__Data to process__.
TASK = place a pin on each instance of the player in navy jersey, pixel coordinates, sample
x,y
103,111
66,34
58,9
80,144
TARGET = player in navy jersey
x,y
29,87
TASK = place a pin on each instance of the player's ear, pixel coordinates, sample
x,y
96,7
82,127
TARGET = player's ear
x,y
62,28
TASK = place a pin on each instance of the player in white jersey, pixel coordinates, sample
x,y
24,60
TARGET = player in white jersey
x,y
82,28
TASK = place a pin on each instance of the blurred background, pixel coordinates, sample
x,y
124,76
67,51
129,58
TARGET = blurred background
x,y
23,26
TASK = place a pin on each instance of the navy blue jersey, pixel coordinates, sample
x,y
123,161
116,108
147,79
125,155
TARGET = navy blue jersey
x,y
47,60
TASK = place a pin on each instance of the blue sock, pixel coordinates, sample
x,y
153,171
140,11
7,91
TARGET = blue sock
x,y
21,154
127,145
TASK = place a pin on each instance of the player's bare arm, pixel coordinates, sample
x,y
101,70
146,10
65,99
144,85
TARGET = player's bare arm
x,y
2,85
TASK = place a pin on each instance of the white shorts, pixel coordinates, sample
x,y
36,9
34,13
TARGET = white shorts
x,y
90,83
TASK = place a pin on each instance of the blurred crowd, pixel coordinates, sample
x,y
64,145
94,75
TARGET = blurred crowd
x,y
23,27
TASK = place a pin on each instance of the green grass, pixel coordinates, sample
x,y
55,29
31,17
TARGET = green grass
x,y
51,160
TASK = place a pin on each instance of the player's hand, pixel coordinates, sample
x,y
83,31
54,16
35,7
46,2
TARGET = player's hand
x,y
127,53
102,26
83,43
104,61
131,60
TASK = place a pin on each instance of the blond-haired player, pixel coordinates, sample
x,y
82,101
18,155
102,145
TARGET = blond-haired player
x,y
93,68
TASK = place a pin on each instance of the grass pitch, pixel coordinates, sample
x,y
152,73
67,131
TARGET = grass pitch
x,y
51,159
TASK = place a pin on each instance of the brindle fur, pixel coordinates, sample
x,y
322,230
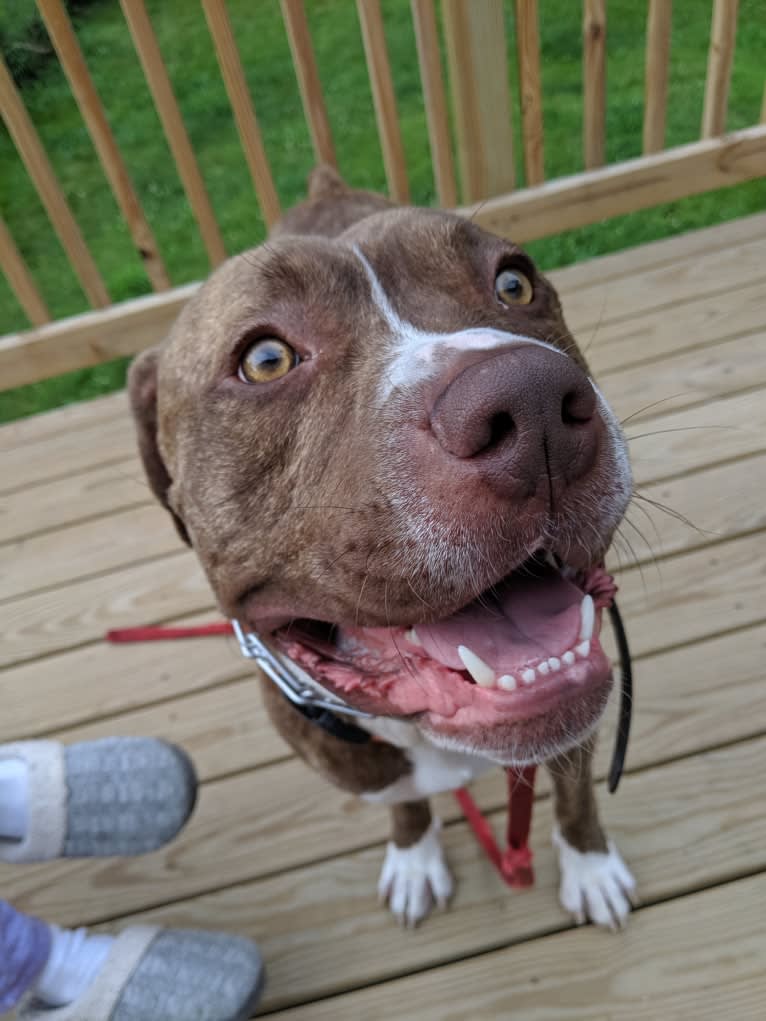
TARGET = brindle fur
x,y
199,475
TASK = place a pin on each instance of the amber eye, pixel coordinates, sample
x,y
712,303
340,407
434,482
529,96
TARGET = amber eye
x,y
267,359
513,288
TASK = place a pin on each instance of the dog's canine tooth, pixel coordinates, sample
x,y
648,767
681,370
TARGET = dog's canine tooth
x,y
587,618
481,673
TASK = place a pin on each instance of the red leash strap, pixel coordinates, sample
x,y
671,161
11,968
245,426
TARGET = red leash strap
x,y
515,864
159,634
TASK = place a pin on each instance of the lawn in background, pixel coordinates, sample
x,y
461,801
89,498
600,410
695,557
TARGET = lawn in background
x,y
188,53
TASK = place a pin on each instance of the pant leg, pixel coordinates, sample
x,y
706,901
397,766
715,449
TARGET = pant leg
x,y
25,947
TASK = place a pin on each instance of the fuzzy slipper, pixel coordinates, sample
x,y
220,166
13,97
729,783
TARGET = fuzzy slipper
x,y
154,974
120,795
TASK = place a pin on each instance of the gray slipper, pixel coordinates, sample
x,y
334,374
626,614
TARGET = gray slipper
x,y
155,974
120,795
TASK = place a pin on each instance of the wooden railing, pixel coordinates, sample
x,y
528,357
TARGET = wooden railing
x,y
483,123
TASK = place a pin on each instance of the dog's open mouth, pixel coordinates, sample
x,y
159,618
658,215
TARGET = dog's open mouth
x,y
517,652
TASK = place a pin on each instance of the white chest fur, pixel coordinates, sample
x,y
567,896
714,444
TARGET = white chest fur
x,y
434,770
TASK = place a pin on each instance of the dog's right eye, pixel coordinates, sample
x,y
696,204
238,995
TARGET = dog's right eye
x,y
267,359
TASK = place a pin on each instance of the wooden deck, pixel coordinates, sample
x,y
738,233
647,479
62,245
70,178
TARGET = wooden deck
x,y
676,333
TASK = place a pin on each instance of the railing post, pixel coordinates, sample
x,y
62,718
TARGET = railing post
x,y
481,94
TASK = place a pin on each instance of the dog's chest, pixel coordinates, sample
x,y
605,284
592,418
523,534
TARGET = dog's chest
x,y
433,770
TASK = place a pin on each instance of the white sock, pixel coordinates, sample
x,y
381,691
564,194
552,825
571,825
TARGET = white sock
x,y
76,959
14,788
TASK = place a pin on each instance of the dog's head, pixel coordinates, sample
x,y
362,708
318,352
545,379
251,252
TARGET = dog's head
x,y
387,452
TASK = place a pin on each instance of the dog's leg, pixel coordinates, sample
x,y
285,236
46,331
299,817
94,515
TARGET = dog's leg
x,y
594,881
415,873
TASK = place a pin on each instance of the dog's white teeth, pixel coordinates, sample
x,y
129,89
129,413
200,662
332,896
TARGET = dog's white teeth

__Assignment__.
Copy out the whole listing exactly, and don't carry over any pictures.

__Result of this exercise__.
TASK = place a pin on each instance of the player in navy jersey, pixel coordinates, sample
x,y
103,111
66,34
58,9
80,144
TARGET = player in navy jersey
x,y
29,87
TASK = place a pin on each instance of the player's ear, pixel coordinates, sample
x,y
96,7
82,127
TARGET = player's ear
x,y
62,28
TASK = place a pin on each instance of the player in white jersey, pixel coordinates, sample
x,y
24,60
TARGET = player in white jersey
x,y
82,28
TASK = place a pin on each instance of the blurred background, pixel coordinates, sample
x,y
124,76
67,51
129,58
TARGET = blurred background
x,y
23,26
TASK = place a pin on each instance of the navy blue jersey, pixel coordinates, sample
x,y
123,161
116,108
147,79
125,155
TARGET = navy blue jersey
x,y
47,60
TASK = place a pin on each instance of the blue sock, pixel coordinates, sample
x,y
153,171
140,11
7,91
TARGET = blue sock
x,y
21,154
127,145
TASK = place a pin on each instance of the player's bare arm, pixel coordinates, sample
x,y
101,70
146,10
65,99
144,85
TARGET = player's bare arm
x,y
2,85
TASK = place a pin on each instance of the white shorts, pixel coordinates, sample
x,y
36,9
34,13
TARGET = white shorts
x,y
90,83
TASK = place a pin on each instance of the blurred crowd, pixel coordinates, sample
x,y
64,145
94,75
TARGET = blurred crowd
x,y
23,27
TASK = place a pin on each instance of the green grass, pixel coordinates, sample
x,y
55,29
31,17
TARGET = green grass
x,y
51,160
TASK = place a pin on each instance of the player's hand, pixel coordinates, sample
x,y
83,31
54,16
35,7
46,2
TARGET = player's hand
x,y
127,53
102,26
83,43
104,61
131,60
TASK = place a pin on each instance of the blond-haired player, pixel coordinates, sample
x,y
82,101
18,155
102,145
TARGET = blond-haired player
x,y
93,68
TASK = place a pin on each instance of the grass pitch, pixel coordinates, sample
x,y
152,73
67,131
TARGET = grass pitch
x,y
51,159
TASK = place a pin on each instance of the brindle fur, pixel coordinates, sample
x,y
322,230
TARGET = brindle fur
x,y
199,475
TASK = place a pin on each instance of the amber eye, pixel coordinates, sample
x,y
712,303
340,407
434,482
529,96
TARGET = amber eye
x,y
267,359
513,288
TASK = place a pin on each instance of the dog's canine tooth, pixel coordinates, sample
x,y
648,767
681,370
TARGET = dog's canine tooth
x,y
587,618
481,673
TASK = place a pin on each instance of the red leash strap, pixel coordinates, sample
x,y
671,161
11,968
245,426
TARGET = red leash strap
x,y
515,864
159,634
TASK = place a pin on each instance of the lawn in background, pixel coordinates, sample
x,y
461,801
89,498
600,410
695,557
TARGET = lawn in background
x,y
188,53
TASK = place a pin on each instance of the pant leg, pixel coordinates, sample
x,y
706,901
397,766
715,449
TARGET = pant leg
x,y
25,947
TASK = place a pin on each instance of the fuzzy slipper, pixel coordinates, sample
x,y
220,166
13,97
729,783
TARGET = fuzzy slipper
x,y
154,974
120,795
TASK = place a pin on each instance of the gray slipper, pixel coordinates, sample
x,y
334,374
626,614
TARGET = gray slipper
x,y
155,974
120,795
TASK = place a pin on each instance of the wooden railing, pixel coordinates, sample
x,y
528,357
TARGET = wooden railing
x,y
483,123
TASK = place a pin on each instance of the dog's open mouth, pixel coordinates, sample
x,y
159,618
658,215
TARGET = dog's open mouth
x,y
517,652
TASK = place a pin on each instance of the white chest fur, pixel coordinates, sample
x,y
567,896
714,444
TARGET = white chest fur
x,y
434,770
TASK = place a pin on each instance of the dog's right eye, pixel coordinates, sample
x,y
696,204
238,995
TARGET = dog's right eye
x,y
267,359
TASK = place a pin on each instance of the wooden deck, pixel coordinates, sample
x,y
738,233
647,479
62,245
70,178
TARGET = wooden deck
x,y
676,333
TASK = place a pin on each instance of the railing post, pixel coordinates, sample
x,y
62,718
TARGET = railing post
x,y
481,94
TASK = place a pin on each instance of the dog's chest, pixel coordinates, sample
x,y
605,284
592,418
523,534
TARGET = dog's chest
x,y
433,770
TASK = place a pin on each instance of the white sock, pixel coordinates, sample
x,y
381,691
564,194
552,825
571,825
TARGET = white sock
x,y
76,959
14,788
TASK = place a pin on each instance of the dog's head, pixel coordinates, sample
x,y
362,708
318,352
545,379
251,252
TARGET = dog's head
x,y
387,452
TASK = place a pin on each instance of the dog's leg, pixel coordinates, sample
x,y
285,236
46,331
299,817
94,515
TARGET = dog's leg
x,y
594,881
415,873
TASK = place a pin on each instance of the dog's white teeth, pixel coordinates, sample
x,y
129,89
129,413
200,662
332,896
TARGET = dog's white teeth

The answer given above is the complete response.